DATA PROVIDED
::::::::
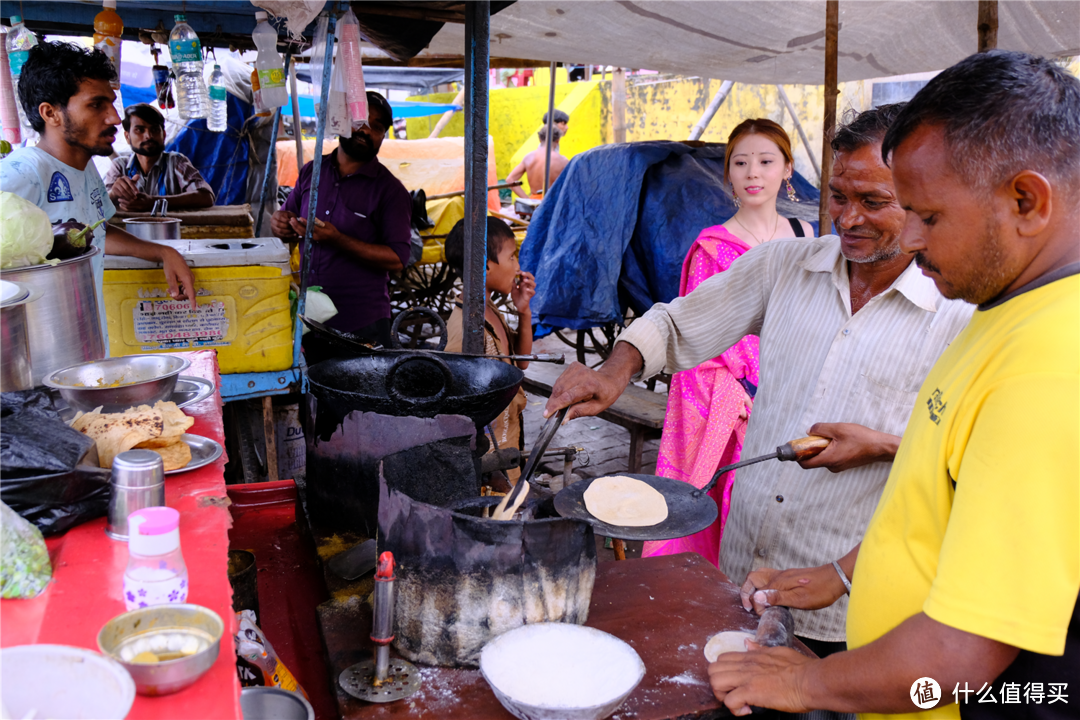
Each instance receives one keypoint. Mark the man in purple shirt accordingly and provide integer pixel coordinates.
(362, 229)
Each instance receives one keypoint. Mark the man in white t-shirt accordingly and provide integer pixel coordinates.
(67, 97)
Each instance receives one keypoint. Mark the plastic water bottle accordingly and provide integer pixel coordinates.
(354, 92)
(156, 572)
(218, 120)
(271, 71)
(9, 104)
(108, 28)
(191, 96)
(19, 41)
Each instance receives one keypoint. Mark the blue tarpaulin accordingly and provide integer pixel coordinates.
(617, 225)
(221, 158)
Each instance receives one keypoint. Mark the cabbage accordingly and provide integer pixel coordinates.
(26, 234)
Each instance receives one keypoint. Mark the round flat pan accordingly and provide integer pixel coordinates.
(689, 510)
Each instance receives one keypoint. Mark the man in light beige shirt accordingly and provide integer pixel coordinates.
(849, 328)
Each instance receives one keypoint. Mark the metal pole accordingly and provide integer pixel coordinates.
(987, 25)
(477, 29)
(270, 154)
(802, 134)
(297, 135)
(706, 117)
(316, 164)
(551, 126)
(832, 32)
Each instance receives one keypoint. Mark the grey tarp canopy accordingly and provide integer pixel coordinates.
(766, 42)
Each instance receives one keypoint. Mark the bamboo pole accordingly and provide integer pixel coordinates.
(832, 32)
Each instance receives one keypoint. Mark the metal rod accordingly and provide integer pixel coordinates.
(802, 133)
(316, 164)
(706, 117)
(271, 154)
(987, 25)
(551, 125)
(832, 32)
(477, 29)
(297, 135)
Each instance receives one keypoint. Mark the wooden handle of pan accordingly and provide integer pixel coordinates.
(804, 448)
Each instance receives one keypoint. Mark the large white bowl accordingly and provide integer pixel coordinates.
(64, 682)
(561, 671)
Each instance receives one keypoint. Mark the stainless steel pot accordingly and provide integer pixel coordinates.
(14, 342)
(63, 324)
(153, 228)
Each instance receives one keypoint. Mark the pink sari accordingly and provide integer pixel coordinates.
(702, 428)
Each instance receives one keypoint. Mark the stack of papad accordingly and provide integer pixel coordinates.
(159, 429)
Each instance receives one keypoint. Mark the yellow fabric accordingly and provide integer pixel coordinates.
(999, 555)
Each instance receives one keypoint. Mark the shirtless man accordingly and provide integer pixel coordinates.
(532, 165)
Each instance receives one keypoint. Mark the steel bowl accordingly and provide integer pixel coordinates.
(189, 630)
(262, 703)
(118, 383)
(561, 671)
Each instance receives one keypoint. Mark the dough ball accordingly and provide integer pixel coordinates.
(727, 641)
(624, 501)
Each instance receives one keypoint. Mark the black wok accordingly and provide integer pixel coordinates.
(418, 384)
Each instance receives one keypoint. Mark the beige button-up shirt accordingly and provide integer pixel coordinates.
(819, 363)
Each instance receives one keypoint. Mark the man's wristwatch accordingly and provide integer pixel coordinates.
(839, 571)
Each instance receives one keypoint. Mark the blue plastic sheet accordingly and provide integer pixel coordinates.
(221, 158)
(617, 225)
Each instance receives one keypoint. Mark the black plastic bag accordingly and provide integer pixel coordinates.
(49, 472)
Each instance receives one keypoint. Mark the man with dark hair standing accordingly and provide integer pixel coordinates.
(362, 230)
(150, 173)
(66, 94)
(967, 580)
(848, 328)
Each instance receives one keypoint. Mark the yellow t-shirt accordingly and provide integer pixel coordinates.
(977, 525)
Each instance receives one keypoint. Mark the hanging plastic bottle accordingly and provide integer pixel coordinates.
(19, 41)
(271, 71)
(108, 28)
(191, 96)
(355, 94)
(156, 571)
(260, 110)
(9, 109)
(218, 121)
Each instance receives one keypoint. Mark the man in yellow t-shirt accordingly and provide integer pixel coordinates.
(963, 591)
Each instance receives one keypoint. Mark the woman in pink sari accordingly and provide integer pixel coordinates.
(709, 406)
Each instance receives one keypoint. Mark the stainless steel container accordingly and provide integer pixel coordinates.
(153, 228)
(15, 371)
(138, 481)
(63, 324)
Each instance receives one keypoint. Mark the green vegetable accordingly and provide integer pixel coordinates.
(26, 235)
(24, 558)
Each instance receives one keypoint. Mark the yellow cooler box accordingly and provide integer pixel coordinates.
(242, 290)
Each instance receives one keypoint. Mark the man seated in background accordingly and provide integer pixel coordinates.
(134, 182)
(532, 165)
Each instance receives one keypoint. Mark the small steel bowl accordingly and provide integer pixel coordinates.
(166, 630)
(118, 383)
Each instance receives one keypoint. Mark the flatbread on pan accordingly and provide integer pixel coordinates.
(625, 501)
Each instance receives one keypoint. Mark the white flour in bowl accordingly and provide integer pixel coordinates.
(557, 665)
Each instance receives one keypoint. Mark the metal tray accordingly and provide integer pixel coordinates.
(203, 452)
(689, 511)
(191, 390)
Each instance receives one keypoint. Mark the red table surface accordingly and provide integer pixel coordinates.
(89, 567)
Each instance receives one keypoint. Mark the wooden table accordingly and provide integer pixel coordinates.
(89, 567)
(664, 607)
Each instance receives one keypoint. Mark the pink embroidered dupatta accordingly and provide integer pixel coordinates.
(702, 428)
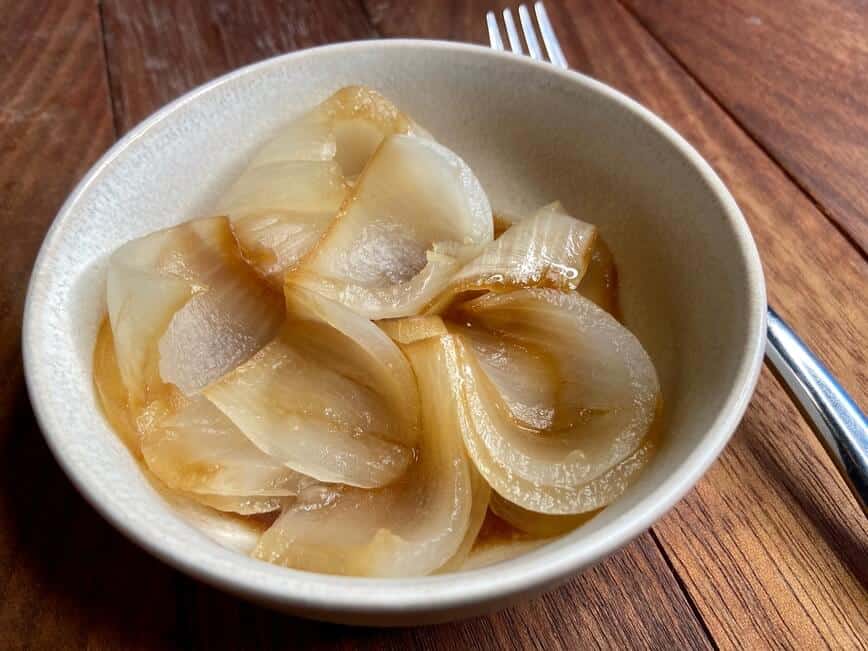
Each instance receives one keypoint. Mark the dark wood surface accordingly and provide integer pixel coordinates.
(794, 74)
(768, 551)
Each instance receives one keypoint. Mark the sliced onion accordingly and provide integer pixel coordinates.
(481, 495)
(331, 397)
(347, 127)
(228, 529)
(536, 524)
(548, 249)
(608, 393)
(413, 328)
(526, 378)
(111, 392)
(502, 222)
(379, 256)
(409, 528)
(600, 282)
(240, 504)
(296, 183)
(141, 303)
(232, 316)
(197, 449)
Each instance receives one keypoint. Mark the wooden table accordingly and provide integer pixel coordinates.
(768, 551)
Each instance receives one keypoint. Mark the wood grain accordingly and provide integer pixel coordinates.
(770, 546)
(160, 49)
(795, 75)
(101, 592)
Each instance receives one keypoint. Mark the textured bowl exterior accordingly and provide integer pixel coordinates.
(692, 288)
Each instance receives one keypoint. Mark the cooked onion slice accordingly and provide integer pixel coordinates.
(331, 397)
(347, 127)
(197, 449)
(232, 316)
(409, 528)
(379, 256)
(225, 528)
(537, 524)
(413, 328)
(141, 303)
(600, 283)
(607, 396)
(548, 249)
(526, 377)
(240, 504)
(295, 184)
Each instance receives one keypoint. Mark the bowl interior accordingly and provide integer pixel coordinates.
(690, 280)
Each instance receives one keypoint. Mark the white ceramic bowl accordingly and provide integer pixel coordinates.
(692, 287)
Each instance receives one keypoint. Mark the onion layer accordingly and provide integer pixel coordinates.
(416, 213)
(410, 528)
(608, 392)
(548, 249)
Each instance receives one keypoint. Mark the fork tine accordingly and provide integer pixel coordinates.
::::::::
GOAL OF THE EXERCISE
Repeat the whole of the material above exactly, but keep the pictures out.

ANSWER TO THIS TASK
Each instance receives one keypoint. Mark the man in purple shirt accordingly and provide integer pixel coordinates.
(362, 229)
Each instance receives one keypoint. Mark the man in white t-shirt accordingly and provide integer pixel coordinates.
(67, 97)
Each instance receives one keypoint. Mark the plastic water bottle accordingly and provide integer pixel coordinates.
(354, 92)
(156, 572)
(218, 120)
(271, 71)
(9, 104)
(108, 28)
(191, 96)
(19, 41)
Each instance receives one keypoint. Mark the blue tarpaulin accordingly and provide integer pixel coordinates.
(617, 225)
(221, 158)
Each instance receives one keypoint. Mark the cabbage accordingly and provide integer pixel coordinates.
(26, 234)
Each instance receives one keypoint. Mark the round flat pan accordingly and provide integer pixel coordinates.
(689, 510)
Each instance receives one keypoint. Mark the man in light beige shirt accordingly and provide integer pixel coordinates.
(849, 328)
Each instance receives one keypoint. Mark the metal pole accordingly and provide integer pixel coordinates.
(987, 25)
(477, 29)
(270, 154)
(802, 134)
(297, 135)
(706, 117)
(316, 164)
(551, 126)
(832, 32)
Each instance receives one keypoint. Mark the grey tarp canopy accordingly and provide integer pixel coordinates.
(766, 42)
Each instance receives one keypoint. Mark the bamboo pole accordingly and provide integer pixel coordinates.
(832, 32)
Each instance receives one keypoint. Mark the metal rod accordingly and provide integer pixel coordinates.
(802, 133)
(316, 164)
(706, 117)
(271, 154)
(987, 25)
(551, 125)
(832, 32)
(477, 29)
(297, 135)
Each instance receives one keypoint. Mark the wooden handle of pan accordingly and provide integer pixel coordinates.
(804, 448)
Each instance receives one keypoint. Mark the large white bowl accordingly and provide integer pixel coordinates.
(64, 682)
(561, 671)
Each instance receives one keypoint. Mark the stainless steel pot accordingly and provide integer pixel coordinates.
(14, 342)
(63, 324)
(153, 228)
Each instance receives one keypoint. Mark the pink sari accordingly and provide integer pixel coordinates.
(702, 428)
Each instance receives one keypoint. Mark the stack of papad accordingly and provide integer pixel coordinates.
(159, 429)
Each instance receives one keypoint. Mark the yellow fabric accordingly and provide integer pixel coordinates.
(999, 555)
Each instance receives one keypoint. Mark the shirtless man accordingly and provide integer pixel coordinates.
(532, 165)
Each instance receives one keypoint. Mark the steel bowl accordingly and provide integer pixel coordinates.
(189, 630)
(262, 703)
(118, 383)
(561, 671)
Each instance receives one keypoint. Mark the dough ball accordingly and provide integer pixel coordinates.
(727, 641)
(624, 501)
Each instance receives one keypoint. Mark the black wok accordingly and provide integer pixel coordinates.
(418, 384)
Each instance receives one keypoint. Mark the beige button-up shirt accordingly and provide integer pixel coordinates.
(819, 363)
Each instance receives one keypoint. Mark the man's wristwatch accordingly and provide integer pixel coordinates.
(839, 571)
Each instance receives one keypoint. Mark the blue plastic sheet accordingly and provide integer pixel coordinates.
(221, 158)
(617, 225)
Each instance receives one keypoint. Mark the black plastic bag accordingly and provide integer pixel coordinates.
(49, 472)
Each instance receives one keypoint. Mark the man with dark hair standing accordingly and provide integer pixel coordinates.
(362, 230)
(150, 173)
(66, 94)
(967, 580)
(848, 328)
Each instance receives one keypoint. Mark the yellow t-shirt accordingly and provide integer pixel coordinates.
(977, 525)
Each instance receives one keypoint. Mark the hanging plastic bottle accordingly and provide integer pixel coordinates.
(19, 41)
(271, 71)
(108, 28)
(191, 96)
(355, 94)
(156, 571)
(260, 110)
(9, 109)
(218, 121)
Each instance receives one keypoint. Mark the man in yellow t-shirt accordingly and provide integer pixel coordinates.
(963, 591)
Each instance receives one keypoint. Mark the woman in pink sari accordingly and provide integer pixel coordinates.
(709, 406)
Each instance receives one keypoint. Mark the stainless steel container accordingly and provide integer pixel coordinates.
(153, 228)
(15, 371)
(138, 481)
(63, 324)
Each instance receives one keypoint. Mark the green vegetable accordingly and provide integer pixel coordinates.
(26, 235)
(24, 558)
Each instance receives one keypoint. Mark the yellow cooler box accordingly and provide integer pixel coordinates.
(242, 290)
Each instance receives one keypoint. Mark the man seated in background accordingly and provide integer pixel coordinates.
(134, 182)
(532, 165)
Each instance receives one keypoint. Mark the small steel bowl accordingly and provide integer pixel coordinates.
(166, 630)
(118, 383)
Each instance receives one keypoint. Mark the flatbread on pan accordingly and provide integer pixel coordinates.
(625, 501)
Each instance receives one keypoint. Mark the white flour in bowl accordingly and provide integer pixel coordinates.
(557, 665)
Each instance receives one keypoint. Mark the metal tray accordingly and provide integer pixel coordinates.
(203, 452)
(689, 511)
(191, 390)
Each instance receives one keypoint. Mark the red table surface accordingly and provide integer pixel coordinates.
(89, 567)
Each instance receives one keypoint. Mark the wooden table accordingly and provide integer pixel coordinates.
(89, 567)
(664, 607)
Each instance receives one keypoint. Mark the pink embroidered dupatta accordingly and provide integer pixel coordinates.
(702, 428)
Each instance receives one keypoint. Mark the dark wood surface accordingly and provide integer pixel coordinates.
(794, 74)
(768, 551)
Each instance receives one keypoint. Mark the sliced onion accordingly and provide integer pixel coordinates.
(481, 495)
(331, 397)
(347, 127)
(228, 529)
(536, 524)
(548, 249)
(608, 393)
(413, 328)
(526, 378)
(111, 392)
(502, 222)
(379, 256)
(409, 528)
(600, 282)
(240, 504)
(296, 183)
(141, 303)
(232, 316)
(197, 449)
Each instance receives one keypoint. Mark the wooden table accordingly and provide integer pixel coordinates.
(768, 551)
Each instance receives one keypoint. Mark the wood grain accordingly and provide integer pixel coordinates.
(770, 546)
(160, 49)
(795, 75)
(101, 592)
Each instance receives one keypoint. Mark the textured bowl exterior accordingly and provide integer pixel coordinates.
(692, 288)
Each instance receives one keypoint. Mark the cooked onion slice accordingly and provide integer pixel coordinates.
(331, 397)
(347, 127)
(197, 449)
(232, 316)
(409, 528)
(379, 256)
(225, 528)
(537, 524)
(413, 328)
(141, 303)
(600, 283)
(607, 396)
(548, 249)
(526, 377)
(240, 504)
(295, 184)
Each instance receives one keypoint. Mark the bowl interior accordingly and provide integer pixel coordinates.
(690, 280)
Each instance receives one keypoint. Mark the white ceramic bowl accordingly and provide integer pixel coordinates.
(692, 287)
Each instance receives one keypoint. Mark the onion layer accordingly and provide integer pixel coordinates.
(416, 213)
(410, 528)
(608, 392)
(548, 249)
Each instance receives one keypoint. Mark the fork tine accordingly and provide integer pixel coordinates.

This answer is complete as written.